_EXERCISE_
Count the lines in the data below that contain the string "woman", treating uppercase and lowercase as different. Reply with the number only.

_DATA EXCERPTS_
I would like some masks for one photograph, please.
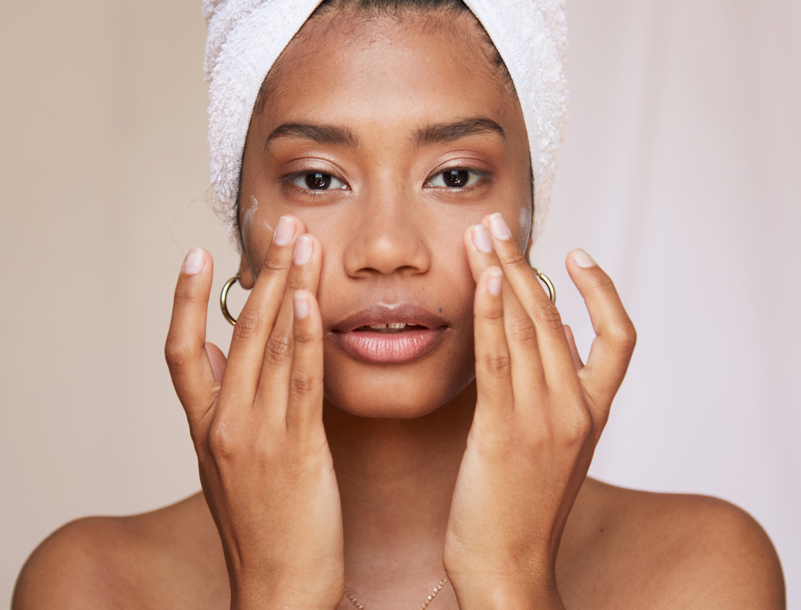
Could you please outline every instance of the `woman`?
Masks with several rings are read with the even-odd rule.
[[[288,2],[265,14],[304,25],[275,62],[240,61],[267,78],[239,116],[219,86],[236,47],[212,34],[258,44],[232,25],[250,4],[209,3],[207,68],[252,292],[226,361],[193,249],[166,347],[203,493],[62,528],[14,607],[783,608],[743,512],[586,477],[635,335],[574,251],[597,333],[583,364],[528,266],[561,110],[533,105],[505,26],[480,2],[340,0],[308,20]],[[558,52],[549,31],[527,43]],[[231,125],[247,138],[226,149]]]

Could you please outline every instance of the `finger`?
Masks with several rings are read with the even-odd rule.
[[[503,271],[487,267],[478,279],[473,306],[476,386],[479,411],[497,414],[513,407],[512,362],[504,327]]]
[[[609,407],[629,367],[637,333],[609,275],[583,250],[567,256],[567,271],[590,312],[595,331],[587,363],[579,377],[600,415]]]
[[[323,423],[323,322],[317,299],[308,290],[292,295],[292,367],[287,428],[300,434]]]
[[[252,404],[264,347],[284,299],[295,239],[304,229],[303,223],[295,216],[278,219],[256,284],[236,319],[223,384],[224,394],[237,397],[234,403]]]
[[[206,354],[208,355],[209,363],[211,365],[211,373],[214,379],[218,383],[223,383],[223,375],[225,373],[225,354],[214,343],[208,341],[205,344]]]
[[[485,222],[489,216],[484,219]],[[465,233],[468,260],[475,277],[494,265],[501,267],[489,231],[484,224],[476,225]],[[529,271],[531,273],[530,269]],[[512,359],[512,381],[515,399],[521,403],[539,402],[535,394],[546,387],[545,377],[537,346],[537,330],[514,288],[505,278],[503,295],[504,324]]]
[[[582,357],[578,355],[578,348],[576,347],[576,338],[573,336],[573,329],[567,324],[562,326],[565,329],[565,337],[567,339],[567,344],[570,347],[570,356],[573,358],[573,366],[576,371],[584,367]]]
[[[278,419],[285,417],[289,397],[294,349],[293,296],[297,291],[302,290],[316,294],[322,250],[320,241],[313,235],[304,234],[298,237],[280,311],[265,346],[256,404],[269,406]]]
[[[537,329],[540,358],[549,385],[574,384],[573,359],[559,311],[512,239],[503,216],[497,213],[492,215],[488,225],[504,274]]]
[[[175,285],[172,318],[164,346],[170,376],[190,427],[208,410],[218,386],[204,349],[213,267],[206,251],[189,251]]]

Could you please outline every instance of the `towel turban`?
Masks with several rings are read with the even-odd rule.
[[[464,0],[506,64],[523,110],[534,179],[534,234],[550,203],[567,115],[564,0]],[[256,97],[320,0],[204,0],[211,182],[240,247],[235,219],[245,138]]]

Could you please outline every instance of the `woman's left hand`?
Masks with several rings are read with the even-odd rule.
[[[477,400],[443,560],[462,610],[563,608],[559,541],[636,334],[609,276],[574,251],[567,271],[596,335],[582,365],[501,215],[465,241],[477,283]]]

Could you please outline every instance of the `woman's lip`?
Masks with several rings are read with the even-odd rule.
[[[379,303],[348,315],[341,322],[334,324],[331,330],[346,333],[361,327],[388,324],[391,322],[405,322],[407,324],[417,324],[432,330],[448,325],[440,316],[414,303],[387,305]]]
[[[413,328],[392,333],[334,331],[330,335],[345,352],[360,360],[400,364],[432,351],[442,342],[447,327],[440,326],[436,328]]]

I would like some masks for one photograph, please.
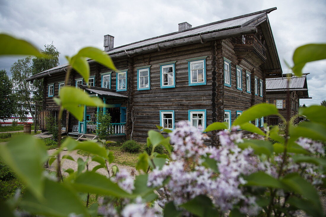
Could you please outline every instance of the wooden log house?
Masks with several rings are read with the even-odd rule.
[[[307,84],[307,75],[304,73],[298,77],[291,74],[284,74],[281,78],[266,79],[266,103],[274,104],[278,109],[280,114],[284,118],[287,119],[287,108],[290,107],[290,117],[291,118],[297,114],[300,107],[300,99],[311,99],[308,94]],[[287,78],[289,77],[289,90],[290,91],[290,102],[287,103]],[[294,123],[299,122],[299,117],[294,120]],[[283,122],[278,116],[271,116],[268,117],[267,123],[269,125],[278,125]]]
[[[133,138],[145,142],[156,125],[173,129],[189,121],[204,128],[215,122],[230,126],[237,116],[265,102],[265,79],[280,77],[279,60],[267,14],[276,7],[197,27],[187,22],[177,32],[114,48],[114,37],[104,36],[104,50],[118,71],[89,61],[91,77],[85,81],[76,72],[69,85],[102,99],[112,117],[111,137],[129,139],[131,111],[136,111]],[[53,97],[64,85],[64,65],[40,72],[28,81],[44,79],[43,111],[55,115]],[[85,108],[84,121],[65,113],[64,126],[70,136],[87,133],[94,126],[97,108]],[[264,118],[255,122],[262,126]],[[215,132],[208,142],[216,145]]]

_FINISHED EXERCISE_
3